Climate Battery

As you may have read in previous posts. One of the main challenges that we have found with this bioshelter, and its relatively air tight design, is how well it holds moisture when closed up for the winter.

High humidity has been causing mold problems for us. And some plants have been effected as a result. [For a more detailed humidity science explanation see the blog post Humidity]

There are two ways that seem to temporarily resolve high humidity for us. First, we try opening the door and window to let drier winter air inside. This technique is limited due to cold outside temperatures. The second method is waiting for the sun to raise the inside temperature, which changes the physics of the air. Warm air being able to hold more moisture, the Relative Humidity can drop.

There is a limit to these techniques, and the mold is still around as a result.

So, I’ve been thinking of other ways to deal with the extra water in the air of the bioshelter. I could use a fan to move the air around which would in theory change the humidity dynamics at the surface of the leaves of plants, reducing the ability of mold to get a foothold. But, I am concerned that the same “wind” will blow mold spores around, making a small mold issue into a large mold issue.

climate battery

Climate battery air plenum

At one point in the design process, before the bioshelter was built, we considered installing a Subterranean
Heating and Cooling System (SHCS), otherwise known as an Earth Charger or Climate Battery. These are specifically designed to trap heat in the ground underneath the greenhouse for release of that same heat at night. It would have involved considerable
excavation of earth and added material cost and labor to the project, so we decided against it.

Now, with the concern of mold, I’ve returned to researching this technology, not for it’s heating effect, but more for its dehumidification.

◆ **Data**
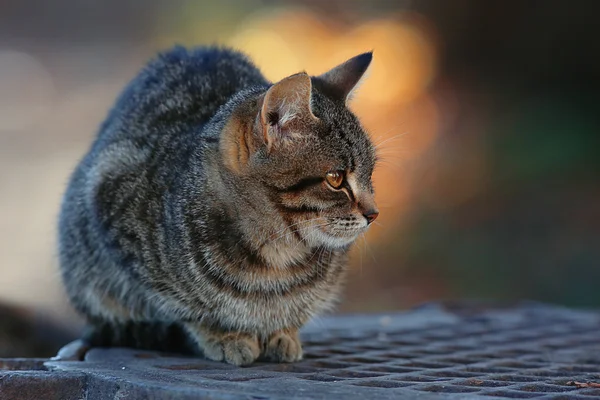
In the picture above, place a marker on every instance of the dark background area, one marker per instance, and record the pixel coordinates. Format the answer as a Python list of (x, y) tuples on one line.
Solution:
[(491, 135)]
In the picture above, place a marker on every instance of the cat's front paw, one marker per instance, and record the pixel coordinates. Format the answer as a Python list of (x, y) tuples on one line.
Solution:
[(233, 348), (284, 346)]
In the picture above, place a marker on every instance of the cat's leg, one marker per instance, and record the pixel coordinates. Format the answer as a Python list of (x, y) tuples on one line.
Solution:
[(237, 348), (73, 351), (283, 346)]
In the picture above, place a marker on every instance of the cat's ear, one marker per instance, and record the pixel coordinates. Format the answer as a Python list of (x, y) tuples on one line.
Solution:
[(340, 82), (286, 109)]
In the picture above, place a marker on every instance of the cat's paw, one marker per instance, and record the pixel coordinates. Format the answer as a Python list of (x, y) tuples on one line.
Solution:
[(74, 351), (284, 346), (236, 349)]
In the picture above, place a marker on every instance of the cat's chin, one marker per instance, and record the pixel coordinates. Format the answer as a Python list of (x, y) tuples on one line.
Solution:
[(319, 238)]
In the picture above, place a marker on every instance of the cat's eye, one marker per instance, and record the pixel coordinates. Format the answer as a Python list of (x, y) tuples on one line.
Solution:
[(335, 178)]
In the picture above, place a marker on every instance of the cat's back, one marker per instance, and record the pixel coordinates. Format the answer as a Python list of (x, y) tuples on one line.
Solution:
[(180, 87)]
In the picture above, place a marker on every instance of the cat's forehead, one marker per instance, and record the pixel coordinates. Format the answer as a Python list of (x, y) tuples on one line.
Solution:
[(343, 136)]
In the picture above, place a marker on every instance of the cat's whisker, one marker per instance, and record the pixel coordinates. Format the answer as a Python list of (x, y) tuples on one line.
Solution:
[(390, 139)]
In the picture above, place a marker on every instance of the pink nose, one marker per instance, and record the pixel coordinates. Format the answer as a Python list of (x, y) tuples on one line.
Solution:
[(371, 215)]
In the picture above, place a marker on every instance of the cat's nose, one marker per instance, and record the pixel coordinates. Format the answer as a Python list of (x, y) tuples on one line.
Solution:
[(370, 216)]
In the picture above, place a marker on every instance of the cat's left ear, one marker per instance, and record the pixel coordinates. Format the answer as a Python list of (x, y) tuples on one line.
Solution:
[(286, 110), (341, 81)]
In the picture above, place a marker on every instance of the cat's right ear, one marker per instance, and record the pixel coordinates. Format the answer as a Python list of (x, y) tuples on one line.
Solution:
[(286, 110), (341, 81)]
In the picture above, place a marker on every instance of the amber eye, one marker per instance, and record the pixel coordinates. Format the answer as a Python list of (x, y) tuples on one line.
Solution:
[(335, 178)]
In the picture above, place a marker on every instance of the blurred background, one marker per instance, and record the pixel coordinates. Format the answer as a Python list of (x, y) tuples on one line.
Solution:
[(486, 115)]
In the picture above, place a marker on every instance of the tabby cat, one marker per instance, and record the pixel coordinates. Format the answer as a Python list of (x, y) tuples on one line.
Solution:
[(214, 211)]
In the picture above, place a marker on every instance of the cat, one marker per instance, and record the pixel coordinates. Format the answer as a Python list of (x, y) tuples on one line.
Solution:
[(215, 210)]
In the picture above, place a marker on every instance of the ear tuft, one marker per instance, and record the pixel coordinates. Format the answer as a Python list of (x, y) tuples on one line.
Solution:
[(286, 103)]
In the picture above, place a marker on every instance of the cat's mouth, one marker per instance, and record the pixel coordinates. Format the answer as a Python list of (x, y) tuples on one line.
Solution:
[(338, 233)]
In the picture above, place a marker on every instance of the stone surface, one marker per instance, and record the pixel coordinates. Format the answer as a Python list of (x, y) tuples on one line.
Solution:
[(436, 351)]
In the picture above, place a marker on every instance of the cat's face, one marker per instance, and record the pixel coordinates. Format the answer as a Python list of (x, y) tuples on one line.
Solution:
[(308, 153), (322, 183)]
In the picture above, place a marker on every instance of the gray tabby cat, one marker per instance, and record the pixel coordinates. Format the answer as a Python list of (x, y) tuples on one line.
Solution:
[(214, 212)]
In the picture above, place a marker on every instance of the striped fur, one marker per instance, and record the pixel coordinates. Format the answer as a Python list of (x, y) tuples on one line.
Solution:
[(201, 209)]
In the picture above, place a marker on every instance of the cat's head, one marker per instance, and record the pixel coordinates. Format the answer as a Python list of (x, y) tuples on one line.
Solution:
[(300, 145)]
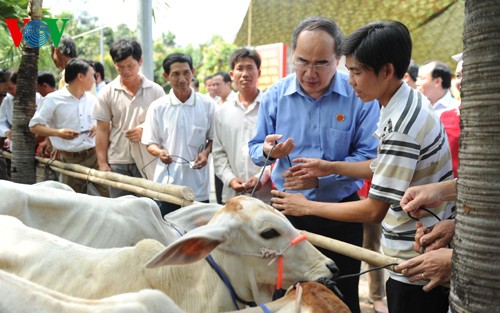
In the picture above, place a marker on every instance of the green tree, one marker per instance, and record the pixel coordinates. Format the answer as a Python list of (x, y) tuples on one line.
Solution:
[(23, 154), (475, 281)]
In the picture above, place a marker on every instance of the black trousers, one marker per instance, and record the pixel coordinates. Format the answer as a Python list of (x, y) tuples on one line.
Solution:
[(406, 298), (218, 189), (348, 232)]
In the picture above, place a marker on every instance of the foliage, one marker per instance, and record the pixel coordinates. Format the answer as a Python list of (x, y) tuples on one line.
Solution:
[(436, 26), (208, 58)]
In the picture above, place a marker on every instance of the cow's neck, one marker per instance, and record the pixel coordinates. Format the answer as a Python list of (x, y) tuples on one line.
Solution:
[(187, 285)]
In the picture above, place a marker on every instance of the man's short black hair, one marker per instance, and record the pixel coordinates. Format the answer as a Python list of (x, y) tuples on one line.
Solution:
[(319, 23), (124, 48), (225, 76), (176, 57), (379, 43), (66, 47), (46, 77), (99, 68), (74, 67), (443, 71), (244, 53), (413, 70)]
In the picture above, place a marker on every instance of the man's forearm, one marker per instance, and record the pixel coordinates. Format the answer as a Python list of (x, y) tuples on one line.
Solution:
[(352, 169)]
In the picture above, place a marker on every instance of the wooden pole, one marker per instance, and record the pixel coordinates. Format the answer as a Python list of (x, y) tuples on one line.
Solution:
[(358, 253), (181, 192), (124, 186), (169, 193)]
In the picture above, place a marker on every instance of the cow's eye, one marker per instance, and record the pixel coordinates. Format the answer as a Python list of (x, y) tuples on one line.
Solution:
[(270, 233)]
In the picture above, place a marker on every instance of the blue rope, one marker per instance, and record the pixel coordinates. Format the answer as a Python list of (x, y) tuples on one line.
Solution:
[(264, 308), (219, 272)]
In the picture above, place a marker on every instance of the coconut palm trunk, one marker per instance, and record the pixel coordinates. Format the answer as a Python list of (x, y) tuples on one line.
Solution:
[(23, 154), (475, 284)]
...
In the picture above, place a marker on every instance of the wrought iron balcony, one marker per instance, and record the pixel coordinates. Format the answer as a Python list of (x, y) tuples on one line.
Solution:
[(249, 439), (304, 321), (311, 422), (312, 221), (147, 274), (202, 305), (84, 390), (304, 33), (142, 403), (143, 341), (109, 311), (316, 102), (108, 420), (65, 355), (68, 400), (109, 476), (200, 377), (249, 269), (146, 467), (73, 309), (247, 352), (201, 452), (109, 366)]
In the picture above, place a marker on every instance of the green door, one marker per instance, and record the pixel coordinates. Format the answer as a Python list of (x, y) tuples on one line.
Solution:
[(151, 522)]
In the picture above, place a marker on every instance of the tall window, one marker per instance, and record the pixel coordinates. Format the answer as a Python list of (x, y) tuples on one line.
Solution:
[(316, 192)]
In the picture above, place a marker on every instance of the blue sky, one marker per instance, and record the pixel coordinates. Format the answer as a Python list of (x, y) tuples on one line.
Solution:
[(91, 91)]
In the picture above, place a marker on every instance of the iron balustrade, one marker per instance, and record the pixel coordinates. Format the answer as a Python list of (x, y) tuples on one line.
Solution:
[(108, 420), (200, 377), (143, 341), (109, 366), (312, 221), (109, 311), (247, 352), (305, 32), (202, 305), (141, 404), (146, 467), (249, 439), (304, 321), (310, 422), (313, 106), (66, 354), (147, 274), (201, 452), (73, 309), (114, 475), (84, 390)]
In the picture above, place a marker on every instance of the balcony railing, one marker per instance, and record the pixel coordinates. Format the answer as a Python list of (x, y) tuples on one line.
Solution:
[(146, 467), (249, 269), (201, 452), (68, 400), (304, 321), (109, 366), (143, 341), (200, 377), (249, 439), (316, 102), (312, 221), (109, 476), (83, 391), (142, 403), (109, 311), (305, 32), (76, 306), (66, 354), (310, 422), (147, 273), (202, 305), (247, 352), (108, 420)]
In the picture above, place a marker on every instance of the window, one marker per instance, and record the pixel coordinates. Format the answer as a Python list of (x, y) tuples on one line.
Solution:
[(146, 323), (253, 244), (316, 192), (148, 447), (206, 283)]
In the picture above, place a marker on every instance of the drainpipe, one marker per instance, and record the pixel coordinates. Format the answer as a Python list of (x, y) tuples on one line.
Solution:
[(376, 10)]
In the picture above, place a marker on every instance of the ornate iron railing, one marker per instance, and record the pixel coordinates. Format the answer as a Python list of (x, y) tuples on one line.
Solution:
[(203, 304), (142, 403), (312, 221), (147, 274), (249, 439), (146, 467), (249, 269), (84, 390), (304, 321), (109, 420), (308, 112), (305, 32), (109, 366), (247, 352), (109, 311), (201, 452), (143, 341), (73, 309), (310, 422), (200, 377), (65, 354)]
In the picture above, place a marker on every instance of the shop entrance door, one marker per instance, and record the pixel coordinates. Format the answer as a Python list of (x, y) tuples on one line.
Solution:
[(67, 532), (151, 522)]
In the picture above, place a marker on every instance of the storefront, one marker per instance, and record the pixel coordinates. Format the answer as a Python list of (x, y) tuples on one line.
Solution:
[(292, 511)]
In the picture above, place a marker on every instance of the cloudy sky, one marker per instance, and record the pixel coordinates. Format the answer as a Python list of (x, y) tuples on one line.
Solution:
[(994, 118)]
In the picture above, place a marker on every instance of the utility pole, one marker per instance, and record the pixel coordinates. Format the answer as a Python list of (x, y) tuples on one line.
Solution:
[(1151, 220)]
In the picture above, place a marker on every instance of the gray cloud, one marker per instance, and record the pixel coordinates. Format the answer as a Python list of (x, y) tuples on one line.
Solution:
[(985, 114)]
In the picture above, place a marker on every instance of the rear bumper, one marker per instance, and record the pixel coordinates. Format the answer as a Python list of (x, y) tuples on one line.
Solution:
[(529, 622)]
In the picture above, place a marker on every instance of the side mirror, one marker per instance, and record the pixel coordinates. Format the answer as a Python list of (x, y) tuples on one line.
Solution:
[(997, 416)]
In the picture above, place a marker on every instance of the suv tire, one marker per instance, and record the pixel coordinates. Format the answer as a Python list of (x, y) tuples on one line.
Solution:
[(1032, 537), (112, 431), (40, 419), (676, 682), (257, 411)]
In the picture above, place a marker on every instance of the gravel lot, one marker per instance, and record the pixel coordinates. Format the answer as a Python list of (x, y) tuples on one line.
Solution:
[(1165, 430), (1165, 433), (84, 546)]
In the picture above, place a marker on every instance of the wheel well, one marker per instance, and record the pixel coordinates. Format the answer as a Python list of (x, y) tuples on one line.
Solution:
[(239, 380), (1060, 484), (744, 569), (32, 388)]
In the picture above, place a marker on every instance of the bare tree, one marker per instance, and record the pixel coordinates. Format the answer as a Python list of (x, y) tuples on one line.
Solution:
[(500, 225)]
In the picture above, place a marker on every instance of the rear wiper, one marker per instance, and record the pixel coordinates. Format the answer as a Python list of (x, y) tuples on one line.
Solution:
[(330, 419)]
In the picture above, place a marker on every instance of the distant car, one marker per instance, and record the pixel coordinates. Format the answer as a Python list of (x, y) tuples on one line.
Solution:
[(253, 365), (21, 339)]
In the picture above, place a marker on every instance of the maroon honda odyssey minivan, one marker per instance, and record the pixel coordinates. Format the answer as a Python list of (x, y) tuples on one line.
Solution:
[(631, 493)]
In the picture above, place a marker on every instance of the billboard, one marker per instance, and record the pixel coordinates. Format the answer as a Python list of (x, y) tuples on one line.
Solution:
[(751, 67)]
--
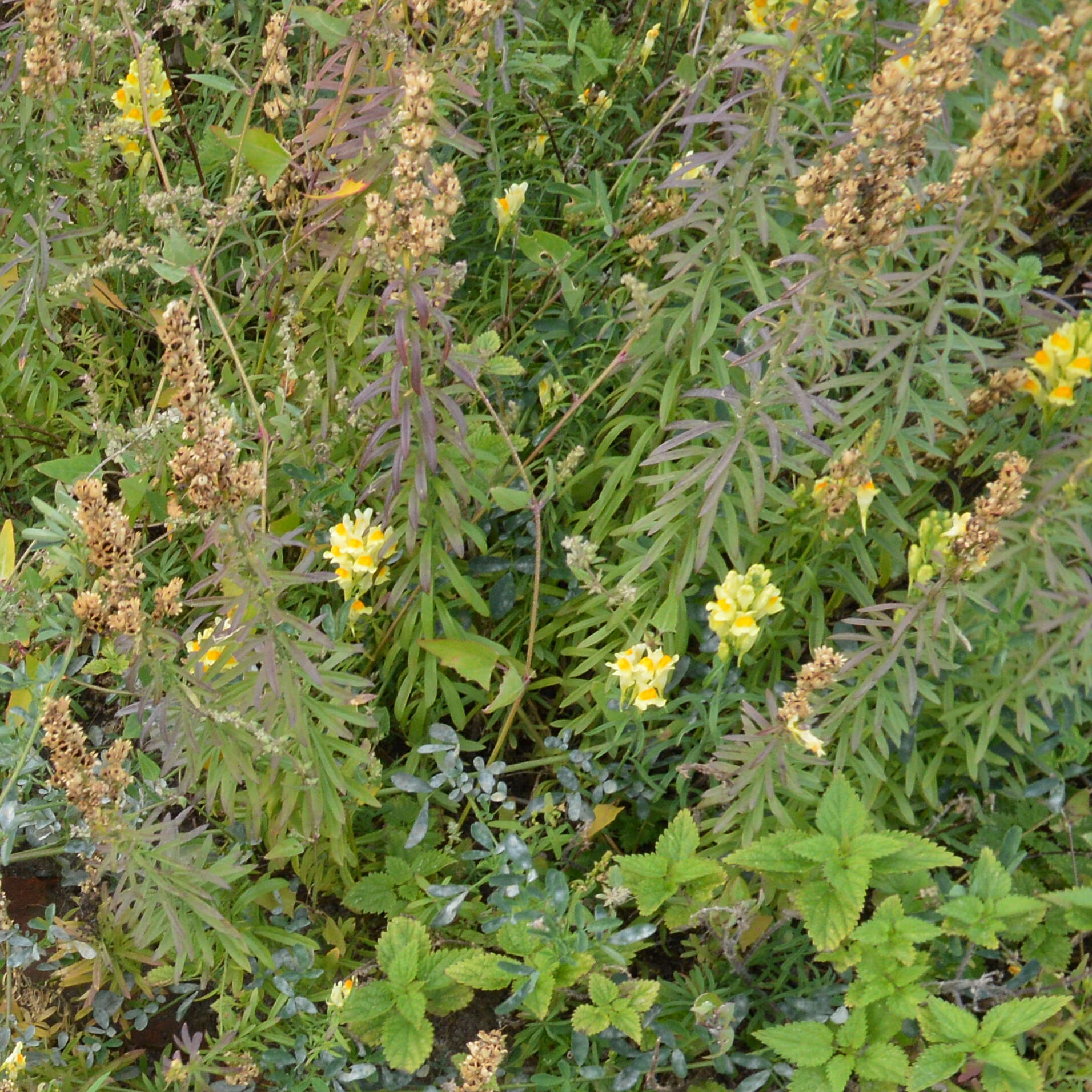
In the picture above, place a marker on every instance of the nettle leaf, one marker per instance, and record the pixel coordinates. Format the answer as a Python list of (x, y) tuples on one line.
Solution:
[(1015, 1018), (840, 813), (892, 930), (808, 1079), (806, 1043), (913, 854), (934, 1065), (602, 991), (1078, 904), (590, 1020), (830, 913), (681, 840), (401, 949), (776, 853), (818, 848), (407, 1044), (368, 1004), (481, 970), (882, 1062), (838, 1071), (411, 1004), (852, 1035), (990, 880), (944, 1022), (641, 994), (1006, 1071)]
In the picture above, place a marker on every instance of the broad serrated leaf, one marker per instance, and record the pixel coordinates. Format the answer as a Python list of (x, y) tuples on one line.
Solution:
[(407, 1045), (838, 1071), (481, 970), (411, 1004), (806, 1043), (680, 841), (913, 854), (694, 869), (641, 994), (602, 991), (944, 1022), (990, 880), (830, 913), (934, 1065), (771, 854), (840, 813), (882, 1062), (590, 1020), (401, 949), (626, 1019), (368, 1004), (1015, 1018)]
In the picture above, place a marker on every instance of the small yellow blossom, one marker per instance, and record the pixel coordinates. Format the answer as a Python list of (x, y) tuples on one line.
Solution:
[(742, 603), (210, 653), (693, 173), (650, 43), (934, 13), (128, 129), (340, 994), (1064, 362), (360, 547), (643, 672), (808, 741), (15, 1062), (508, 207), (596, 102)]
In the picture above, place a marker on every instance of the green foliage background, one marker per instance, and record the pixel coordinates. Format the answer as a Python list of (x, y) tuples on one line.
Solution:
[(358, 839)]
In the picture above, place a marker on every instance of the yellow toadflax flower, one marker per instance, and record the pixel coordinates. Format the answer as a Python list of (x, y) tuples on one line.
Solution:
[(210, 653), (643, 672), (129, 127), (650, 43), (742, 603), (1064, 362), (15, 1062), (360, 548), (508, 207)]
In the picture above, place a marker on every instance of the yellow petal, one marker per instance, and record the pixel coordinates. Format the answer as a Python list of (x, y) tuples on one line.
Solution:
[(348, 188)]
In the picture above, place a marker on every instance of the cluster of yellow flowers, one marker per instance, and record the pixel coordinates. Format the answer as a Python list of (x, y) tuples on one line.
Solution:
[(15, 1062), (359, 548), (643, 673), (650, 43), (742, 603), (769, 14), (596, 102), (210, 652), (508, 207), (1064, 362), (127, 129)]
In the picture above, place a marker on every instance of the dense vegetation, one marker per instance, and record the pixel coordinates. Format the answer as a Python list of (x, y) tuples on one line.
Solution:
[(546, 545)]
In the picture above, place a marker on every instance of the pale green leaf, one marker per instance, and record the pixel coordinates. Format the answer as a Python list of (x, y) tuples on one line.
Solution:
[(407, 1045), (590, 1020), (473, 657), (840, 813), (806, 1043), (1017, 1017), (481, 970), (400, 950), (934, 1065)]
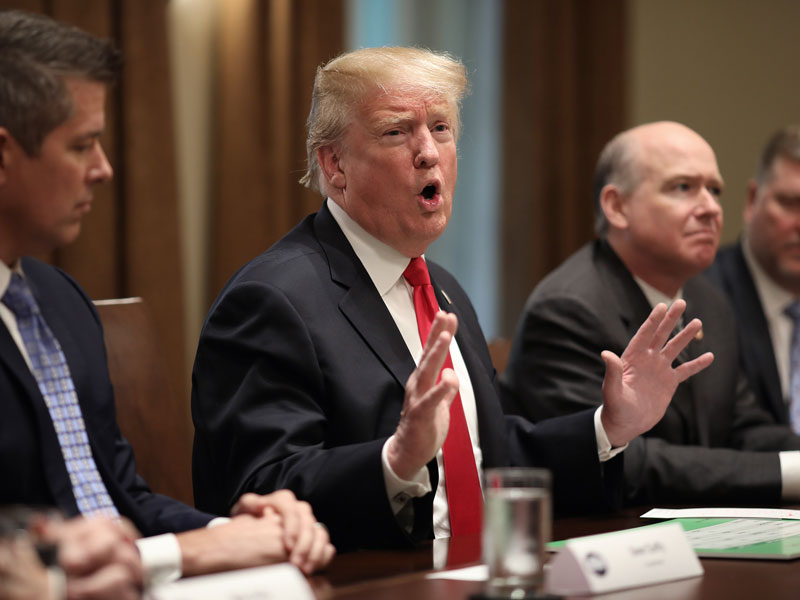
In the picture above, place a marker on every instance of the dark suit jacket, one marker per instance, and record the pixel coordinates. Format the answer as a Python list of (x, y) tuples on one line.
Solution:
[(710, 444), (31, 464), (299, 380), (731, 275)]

◆ **Objectives**
**A.** Write out the climate battery post from "As you may have" up to and including "around as a result.".
**B.** In the climate battery post, why was the system left out when the bioshelter was built?
The entries have no connection to the climate battery post.

◆ **Results by task**
**A.**
As you may have read in previous posts. One of the main challenges that we have found with this bioshelter, and its relatively air tight design, is how well it holds moisture when closed up for the winter.

High humidity has been causing mold problems for us. And some plants have been effected as a result. [For a more detailed humidity science explanation see the blog post Humidity]

There are two ways that seem to temporarily resolve high humidity for us. First, we try opening the door and window to let drier winter air inside. This technique is limited due to cold outside temperatures. The second method is waiting for the sun to raise the inside temperature, which changes the physics of the air. Warm air being able to hold more moisture, the Relative Humidity can drop.

There is a limit to these techniques, and the mold is still around as a result.

**B.** It would have required considerable excavation of earth and added material cost and labor to the project.